Sunday Oct 2, 2005 - day 3 - Old Delhi - Kathy:88 photos, Bob: 109 photos

            Well, as predicted, we kind of sacrificed Saturday to the Gods of travel.  We flew to London, walked a half-hour through the maze of Heathrow airport and plopped on the floor in one of the airport waiting rooms.  Exhausted, we took turns sleeping on the cold hard floor.  Finally, our flight was assigned a gate number, so we proceeded to the gate, where we met some of our fellow OAT travelers.

            Eventually, we were on the plane, an eight-hour flight from London to Delhi.  The flight was long and boring, but otherwise not too bad.  Kathy and I watched the movie “Dark City” which we had recorded on our Tivo and transferred to the laptop before we left.  We brought noise-canceling headphones that cut out the sounds of the engine amazingly well.

            Our flight took us quite close to Afghanistan, Iraq, Iran and other dangerous places.  I was glad we were 36,000 feet up in the air where Osama Bin Laden couldn’t shoot at us!  Well, we might have been more north than that, over Russia.  I drifted in and out of restless sleep for most of the flight, but still woke up completely exhausted.

            We arrived in Delhi at 2:30 today (Sunday) in the morning.  My poor tired body and pocket watch informed me it was 1:00pm on Saturday afternoon in Minneapolis.  I was surprised that India has a half-hour time shift from the rest of the world.  Much to our surprise, all of our luggage was waiting for us as soon as we arrived.  We passed through customs and immigration, and found our OAT guide, Sujay, without a problem.

            We stood in the Delhi airport and talked with other OAT travelers until everyone from our group arrived, which took about an hour.  We shuffled outside onto a tour bus which drove us for another hour to our hotel, the Inter-Continental Grand Hotel. 

It’s a beautiful hotel, but it was then 3:30 in the morning, and we were exhausted.  We got our room key, went to bed and slept as best we could.

            After breakfast, we had our orientation meeting next to an annoyingly loud waterfall.  We complained about the noise to Sujay, who asked the hotel if we could use a meeting room.  The hotel said no, so we huddled in a less-noisy corner of the hotel until staff decided we were blocking their way, then they graciously agreed to move us to a meeting room anyway!

(Location identification entries)
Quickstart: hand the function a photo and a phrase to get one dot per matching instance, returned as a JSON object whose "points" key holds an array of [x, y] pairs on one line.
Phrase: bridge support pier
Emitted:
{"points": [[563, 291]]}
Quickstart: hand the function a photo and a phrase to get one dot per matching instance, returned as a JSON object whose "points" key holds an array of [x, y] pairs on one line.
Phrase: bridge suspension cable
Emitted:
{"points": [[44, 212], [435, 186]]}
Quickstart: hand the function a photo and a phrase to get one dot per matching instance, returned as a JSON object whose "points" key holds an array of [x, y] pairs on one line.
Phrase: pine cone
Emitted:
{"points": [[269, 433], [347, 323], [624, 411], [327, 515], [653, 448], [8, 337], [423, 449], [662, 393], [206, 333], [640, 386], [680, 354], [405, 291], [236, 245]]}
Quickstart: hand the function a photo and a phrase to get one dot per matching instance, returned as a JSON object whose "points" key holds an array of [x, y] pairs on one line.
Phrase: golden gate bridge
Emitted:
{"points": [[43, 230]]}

--

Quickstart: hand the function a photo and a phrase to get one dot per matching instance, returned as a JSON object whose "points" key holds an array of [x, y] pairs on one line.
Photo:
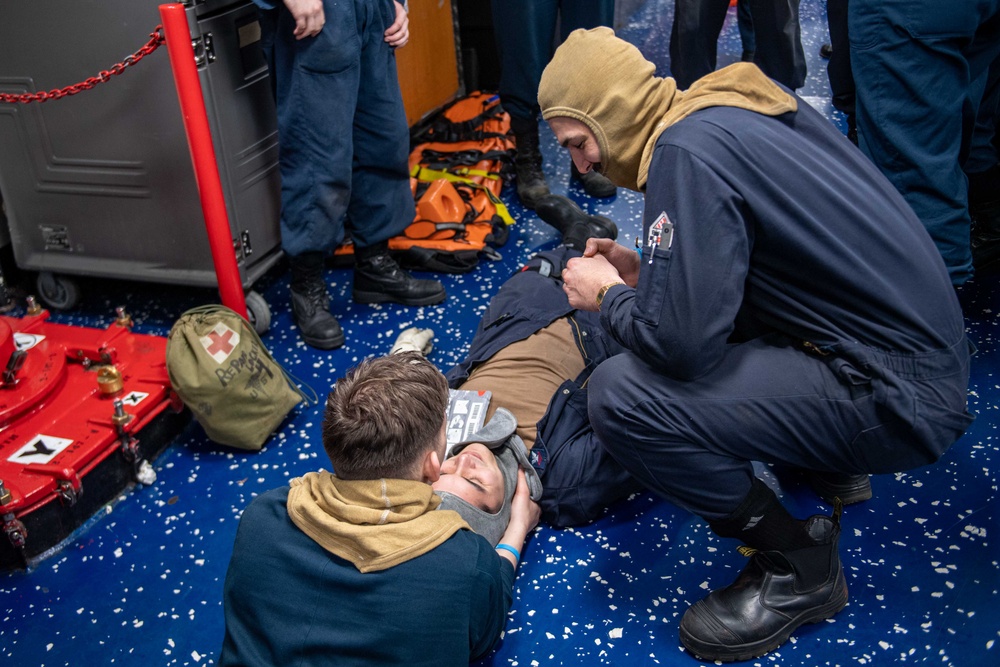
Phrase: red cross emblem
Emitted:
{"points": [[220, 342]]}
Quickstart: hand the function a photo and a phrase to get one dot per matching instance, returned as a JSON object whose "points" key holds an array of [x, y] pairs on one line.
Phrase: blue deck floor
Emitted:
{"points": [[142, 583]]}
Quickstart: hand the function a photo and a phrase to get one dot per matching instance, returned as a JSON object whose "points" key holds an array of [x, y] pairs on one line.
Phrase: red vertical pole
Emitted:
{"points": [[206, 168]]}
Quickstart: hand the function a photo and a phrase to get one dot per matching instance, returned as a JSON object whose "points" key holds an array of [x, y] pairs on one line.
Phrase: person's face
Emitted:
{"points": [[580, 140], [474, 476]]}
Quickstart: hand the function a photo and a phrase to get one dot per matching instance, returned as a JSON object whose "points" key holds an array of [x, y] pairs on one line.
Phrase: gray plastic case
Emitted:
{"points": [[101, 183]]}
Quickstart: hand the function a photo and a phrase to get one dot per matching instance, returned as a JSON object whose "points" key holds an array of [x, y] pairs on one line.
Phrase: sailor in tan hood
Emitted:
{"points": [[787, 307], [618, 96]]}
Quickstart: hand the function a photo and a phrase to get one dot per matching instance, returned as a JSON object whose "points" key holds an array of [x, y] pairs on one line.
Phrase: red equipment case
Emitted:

* * *

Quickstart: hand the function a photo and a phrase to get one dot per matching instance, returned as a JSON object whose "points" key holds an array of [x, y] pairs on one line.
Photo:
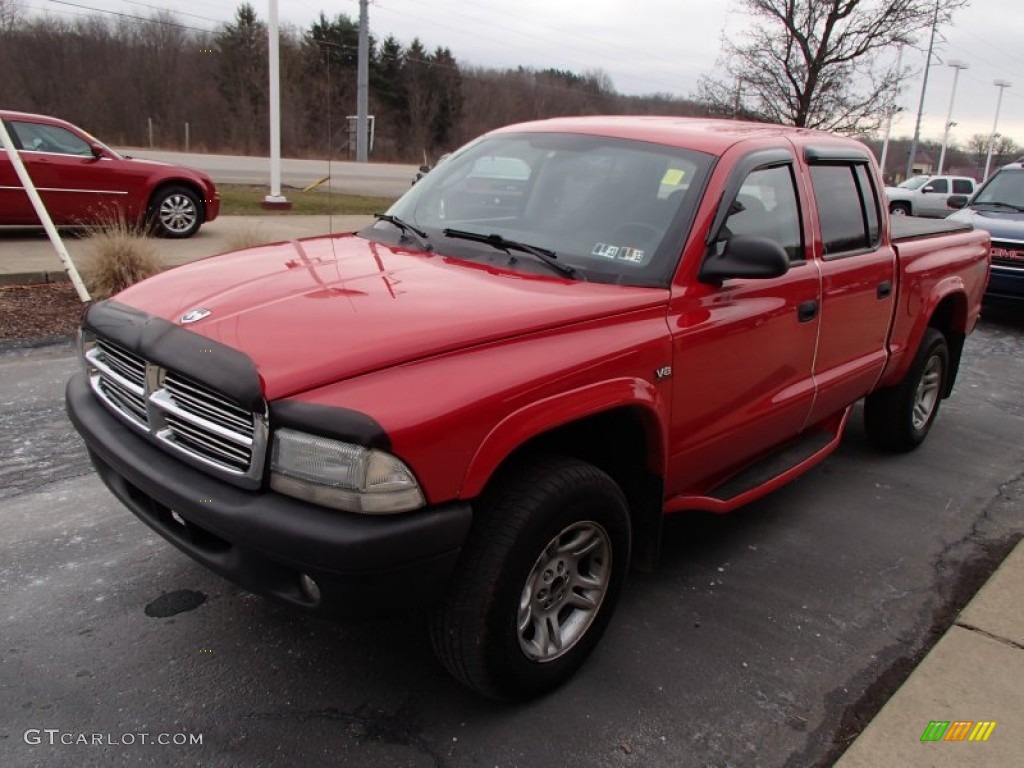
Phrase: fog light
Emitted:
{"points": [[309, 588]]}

▸ **Exercise set**
[A] Answer these questions using the travel entry.
(i) How long was the flight from London to Delhi?
(ii) Which movie was watched on the laptop during that flight?
(iii) What was the name of the hotel where the group stayed in Delhi?
[B] Reproduce the travel entry starting at "We arrived in" and ending at "without a problem.", swapping "Minneapolis" for "Boston".

▸ **Solutions by task**
[A]
(i) Eight hours.
(ii) "Dark City."
(iii) The Inter-Continental Grand Hotel.

[B]
We arrived in Delhi at 2:30 today (Sunday) in the morning.  My poor tired body and pocket watch informed me it was 1:00pm on Saturday afternoon in Boston.  I was surprised that India has a half-hour time shift from the rest of the world.  Much to our surprise, all of our luggage was waiting for us as soon as we arrived.  We passed through customs and immigration, and found our OAT guide, Sujay, without a problem.